[Pointing records]

· · ·

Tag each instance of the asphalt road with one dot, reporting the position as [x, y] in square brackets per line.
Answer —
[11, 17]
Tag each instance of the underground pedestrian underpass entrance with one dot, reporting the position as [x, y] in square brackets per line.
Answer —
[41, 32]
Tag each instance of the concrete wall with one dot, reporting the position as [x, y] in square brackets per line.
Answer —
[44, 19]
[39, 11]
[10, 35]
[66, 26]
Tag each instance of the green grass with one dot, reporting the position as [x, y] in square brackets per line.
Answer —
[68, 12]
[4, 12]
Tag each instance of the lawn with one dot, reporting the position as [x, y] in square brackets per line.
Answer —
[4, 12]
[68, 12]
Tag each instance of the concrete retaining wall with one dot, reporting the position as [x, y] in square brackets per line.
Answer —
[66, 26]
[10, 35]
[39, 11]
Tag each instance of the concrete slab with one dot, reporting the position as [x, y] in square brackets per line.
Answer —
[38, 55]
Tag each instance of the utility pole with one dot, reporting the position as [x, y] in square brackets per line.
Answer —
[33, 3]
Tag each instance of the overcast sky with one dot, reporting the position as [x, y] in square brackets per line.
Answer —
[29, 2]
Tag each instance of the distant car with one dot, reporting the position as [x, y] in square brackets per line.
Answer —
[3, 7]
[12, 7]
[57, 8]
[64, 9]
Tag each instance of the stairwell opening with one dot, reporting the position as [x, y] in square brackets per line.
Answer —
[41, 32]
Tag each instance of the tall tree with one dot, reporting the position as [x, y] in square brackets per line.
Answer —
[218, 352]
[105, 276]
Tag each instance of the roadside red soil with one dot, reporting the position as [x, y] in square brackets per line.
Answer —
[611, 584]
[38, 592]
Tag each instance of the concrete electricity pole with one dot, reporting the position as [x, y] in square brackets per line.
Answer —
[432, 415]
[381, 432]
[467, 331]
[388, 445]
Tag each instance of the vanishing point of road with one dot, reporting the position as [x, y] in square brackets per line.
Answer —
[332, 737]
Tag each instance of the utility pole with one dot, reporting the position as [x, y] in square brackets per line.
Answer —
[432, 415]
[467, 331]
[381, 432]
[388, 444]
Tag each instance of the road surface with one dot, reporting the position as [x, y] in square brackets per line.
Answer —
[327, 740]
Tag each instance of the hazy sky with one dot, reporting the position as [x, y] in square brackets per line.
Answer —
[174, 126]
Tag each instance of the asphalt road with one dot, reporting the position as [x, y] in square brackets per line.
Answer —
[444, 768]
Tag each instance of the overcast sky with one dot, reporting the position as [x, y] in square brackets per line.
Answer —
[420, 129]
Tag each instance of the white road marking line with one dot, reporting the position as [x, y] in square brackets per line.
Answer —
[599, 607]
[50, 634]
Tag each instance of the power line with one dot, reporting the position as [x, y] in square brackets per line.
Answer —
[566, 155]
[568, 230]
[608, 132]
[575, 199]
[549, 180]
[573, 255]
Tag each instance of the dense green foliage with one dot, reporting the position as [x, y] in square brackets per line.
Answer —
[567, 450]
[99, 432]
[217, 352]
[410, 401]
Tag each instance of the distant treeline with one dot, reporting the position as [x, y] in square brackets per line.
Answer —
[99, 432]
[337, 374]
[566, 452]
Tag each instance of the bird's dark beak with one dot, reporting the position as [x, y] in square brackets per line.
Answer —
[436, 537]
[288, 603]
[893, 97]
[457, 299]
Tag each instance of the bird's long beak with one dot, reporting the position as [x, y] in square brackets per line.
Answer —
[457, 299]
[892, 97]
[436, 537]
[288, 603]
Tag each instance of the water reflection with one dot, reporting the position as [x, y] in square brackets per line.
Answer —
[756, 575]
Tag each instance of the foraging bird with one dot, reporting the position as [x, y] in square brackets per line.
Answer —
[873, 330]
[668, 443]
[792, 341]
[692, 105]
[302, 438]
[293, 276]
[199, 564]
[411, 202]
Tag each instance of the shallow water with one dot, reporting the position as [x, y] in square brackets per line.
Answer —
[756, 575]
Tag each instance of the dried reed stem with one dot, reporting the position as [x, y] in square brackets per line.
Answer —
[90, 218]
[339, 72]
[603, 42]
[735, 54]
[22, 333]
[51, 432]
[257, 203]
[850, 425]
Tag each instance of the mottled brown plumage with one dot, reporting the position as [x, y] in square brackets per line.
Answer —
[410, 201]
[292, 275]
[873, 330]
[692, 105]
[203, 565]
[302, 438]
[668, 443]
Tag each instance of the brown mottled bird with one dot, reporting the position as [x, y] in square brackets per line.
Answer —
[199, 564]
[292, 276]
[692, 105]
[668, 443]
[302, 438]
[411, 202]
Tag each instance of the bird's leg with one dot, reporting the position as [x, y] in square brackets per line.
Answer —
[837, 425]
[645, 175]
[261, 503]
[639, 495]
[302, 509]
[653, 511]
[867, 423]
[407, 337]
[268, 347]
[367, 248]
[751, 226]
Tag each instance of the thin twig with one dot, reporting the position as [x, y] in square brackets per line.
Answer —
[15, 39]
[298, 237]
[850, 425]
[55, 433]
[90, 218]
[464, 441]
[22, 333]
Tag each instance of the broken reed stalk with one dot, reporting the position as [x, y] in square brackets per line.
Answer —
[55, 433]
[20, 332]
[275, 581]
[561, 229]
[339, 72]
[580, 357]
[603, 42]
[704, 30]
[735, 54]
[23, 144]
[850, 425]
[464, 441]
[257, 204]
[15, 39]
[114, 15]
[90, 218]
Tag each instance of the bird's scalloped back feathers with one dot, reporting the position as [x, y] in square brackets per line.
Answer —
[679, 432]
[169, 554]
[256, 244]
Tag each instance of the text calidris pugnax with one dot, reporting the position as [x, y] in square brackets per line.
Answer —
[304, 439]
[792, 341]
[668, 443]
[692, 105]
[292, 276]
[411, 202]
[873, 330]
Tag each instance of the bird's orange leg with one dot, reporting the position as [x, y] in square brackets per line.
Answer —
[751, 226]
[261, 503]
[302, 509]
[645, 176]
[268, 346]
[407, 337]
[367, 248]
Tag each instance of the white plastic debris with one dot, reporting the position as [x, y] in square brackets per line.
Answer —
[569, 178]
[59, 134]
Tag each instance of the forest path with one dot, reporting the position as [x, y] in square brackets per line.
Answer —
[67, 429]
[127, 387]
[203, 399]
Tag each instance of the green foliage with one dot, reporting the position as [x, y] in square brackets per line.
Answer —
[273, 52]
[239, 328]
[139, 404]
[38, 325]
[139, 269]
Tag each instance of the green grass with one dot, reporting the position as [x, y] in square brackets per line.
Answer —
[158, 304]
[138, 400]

· · ·

**Given task:** Give back the whole listing exactly as it reads.

**Solution for this exercise:**
Tag each instance of the asphalt road with one dot, reporting the position as [x, y] in square brackets per line.
Answer —
[11, 17]
Tag each instance of the underground pedestrian underpass entrance with one dot, reporting the position as [x, y] in square brackets per line.
Answer —
[41, 32]
Tag each instance of the concrete wall with one dot, reporting the position as [x, y] in square brackets per line.
Answer —
[44, 19]
[39, 11]
[10, 35]
[66, 26]
Tag each instance of the green grass with one dot, reporting the position as [x, y] in square brackets per line.
Answer —
[68, 12]
[4, 12]
Tag each instance of the lawn with one dot, reporting the position as [x, y] in square brackets per line.
Answer —
[4, 12]
[68, 12]
Tag each instance of the concrete retaining wall with one dot, reporting the position as [x, y] in square brackets per line.
Answer —
[66, 26]
[10, 35]
[39, 11]
Tag each instance of the concrete slab with one dot, reporting the position as [x, y] in square brackets per line.
Answer —
[38, 55]
Tag each instance of the utility pole with one dot, reporting the position as [x, y] in square brackets per line.
Answer —
[33, 3]
Tag each instance of the overcast sky with one dot, reporting the position as [x, y] in square brackets per line.
Answer —
[29, 2]
Tag each instance of the distant car with one dot, reporting the position as [x, y] in square brackets per line.
Answer —
[3, 7]
[12, 7]
[57, 8]
[64, 9]
Tag each instance of the stairwell opening with one dot, reporting the position as [x, y] in square brackets per line.
Answer —
[41, 32]
Tag each instance of the tall tree with one dot, reporting the position as [x, y] in square brackets per line.
Answer —
[218, 352]
[105, 276]
Tag each instance of the roadside red soil with one dot, reporting the position as [x, y] in square brackets per line.
Answer —
[611, 584]
[38, 592]
Tag each instance of the concrete electricity pole with one dot, reporting the position as [x, y] in square brackets per line.
Answer —
[432, 415]
[381, 432]
[467, 331]
[388, 445]
Tag each instance of the vanishing point of road with one dot, reporting the position as [x, y] in square brackets per line.
Answer —
[332, 737]
Tag each instance of the utility pole with one dot, reporting the position as [x, y] in square brackets per line.
Answer —
[432, 415]
[467, 331]
[381, 432]
[388, 444]
Tag each instance of the road surface with one dot, reporting the position as [x, y] in square brackets per line.
Answer —
[327, 740]
Tag each instance of the hazy sky with one dot, reporting the position as [x, y] in square brackets per line.
Answer —
[174, 126]
Tag each instance of the asphalt road with one dot, reporting the position as [x, y] in square brackets per line.
Answer —
[444, 768]
Tag each instance of the overcast sky with one dot, reporting the position as [x, y] in square brackets per line.
Answer —
[420, 129]
Tag each instance of the white road marking line with one dot, reporting the position as [x, y] in square brackets per line.
Answer —
[599, 607]
[50, 634]
Tag each instance of the power line with one dot, reporting the position as [x, y] in square brackets per line.
Answer —
[566, 155]
[568, 230]
[608, 132]
[575, 199]
[549, 180]
[573, 255]
Tag each instance of the dense green foliage with one dot, reporting the position as [x, y] in square brackets per line.
Answer —
[567, 450]
[99, 432]
[217, 352]
[410, 401]
Tag each instance of the distant treeline with one dot, reporting the position as [x, y] in square brackets per line.
Answer —
[99, 432]
[337, 374]
[566, 452]
Tag each instance of the bird's dark beak with one dot, reporting the position as [x, y] in square brackets per line.
Answer —
[436, 537]
[288, 603]
[893, 97]
[457, 299]
Tag each instance of the bird's long beak with one dot, reporting the position as [x, y] in square brackets per line.
Answer —
[457, 299]
[892, 97]
[436, 537]
[288, 603]
Tag each instance of the water reflection with one dot, reporting the position as [x, y] in square brackets per line.
Answer —
[756, 575]
Tag each instance of the foraging bird with one dot, reporting the position as [x, y] in square brackets per line.
Answer —
[873, 330]
[668, 443]
[792, 341]
[692, 105]
[302, 438]
[293, 276]
[199, 564]
[411, 202]
Tag each instance of the shallow water with one dot, reporting the position as [x, y] in square brackets per line.
Answer —
[756, 575]
Tag each instance of the dried reed stem with one dot, reporting the position as [x, y] in square brackets per line.
Answer —
[90, 218]
[339, 72]
[603, 42]
[735, 54]
[22, 333]
[51, 432]
[257, 203]
[850, 425]
Tag each instance of the mottled brown plumage with one dot, reporting the position as [x, y] in square brackets per line.
Answer —
[410, 201]
[292, 275]
[873, 330]
[692, 105]
[203, 565]
[302, 438]
[668, 443]
Tag each instance of the brown mottled bird with one dot, reporting the position as [x, y] in square brackets per line.
Answer —
[199, 564]
[292, 276]
[692, 105]
[668, 443]
[302, 438]
[411, 202]
Tag each instance of the bird's leg with one dot, reporting the position as [x, y] in square brackets per line.
Answer —
[837, 425]
[645, 175]
[261, 503]
[639, 495]
[302, 509]
[653, 511]
[867, 423]
[407, 337]
[268, 347]
[367, 248]
[751, 226]
Tag each instance of the thin twig with one dot, reporting the position as [x, y] in square brackets per line.
Answer —
[15, 39]
[298, 237]
[850, 425]
[55, 433]
[90, 218]
[464, 441]
[22, 333]
Tag each instance of the broken reed stalk with one dot, reporting the position as [x, y] in square brackets per line.
Answer —
[55, 433]
[20, 332]
[275, 581]
[561, 229]
[339, 72]
[580, 357]
[603, 42]
[704, 30]
[735, 54]
[23, 144]
[850, 425]
[464, 441]
[257, 204]
[15, 39]
[114, 15]
[90, 218]
Tag each instance of the bird's scalloped back feathers with one dot, reporting the position as [x, y] in square brackets per line.
Answer —
[679, 432]
[169, 554]
[256, 244]
Tag each instance of the text calidris pugnax with one dot, reporting the position as [x, y] in square brackets per line.
Answer —
[304, 439]
[792, 341]
[668, 443]
[692, 105]
[292, 276]
[411, 202]
[873, 330]
Tag each instance of the bird's orange leg with one dot, reporting the position as [x, y] in square brackets per line.
Answer —
[751, 226]
[261, 503]
[302, 509]
[645, 176]
[268, 346]
[407, 337]
[367, 248]
Tag each instance of the white plastic debris with one dot, reporting the position as [x, y] in square brackets per line.
Answer —
[569, 178]
[59, 134]
Tag each instance of the forest path with one dot, reporting the position as [x, y] in square brackets per line.
Answer —
[67, 429]
[127, 387]
[203, 399]
Tag each instance of the green foliage with one dot, reporting the position as [x, y] in square brackets per line.
Answer —
[273, 52]
[239, 328]
[139, 404]
[38, 325]
[139, 269]
Tag each instance of the green grass with one dot, reporting the position as [x, y] in square brackets per line.
Answer —
[158, 304]
[138, 400]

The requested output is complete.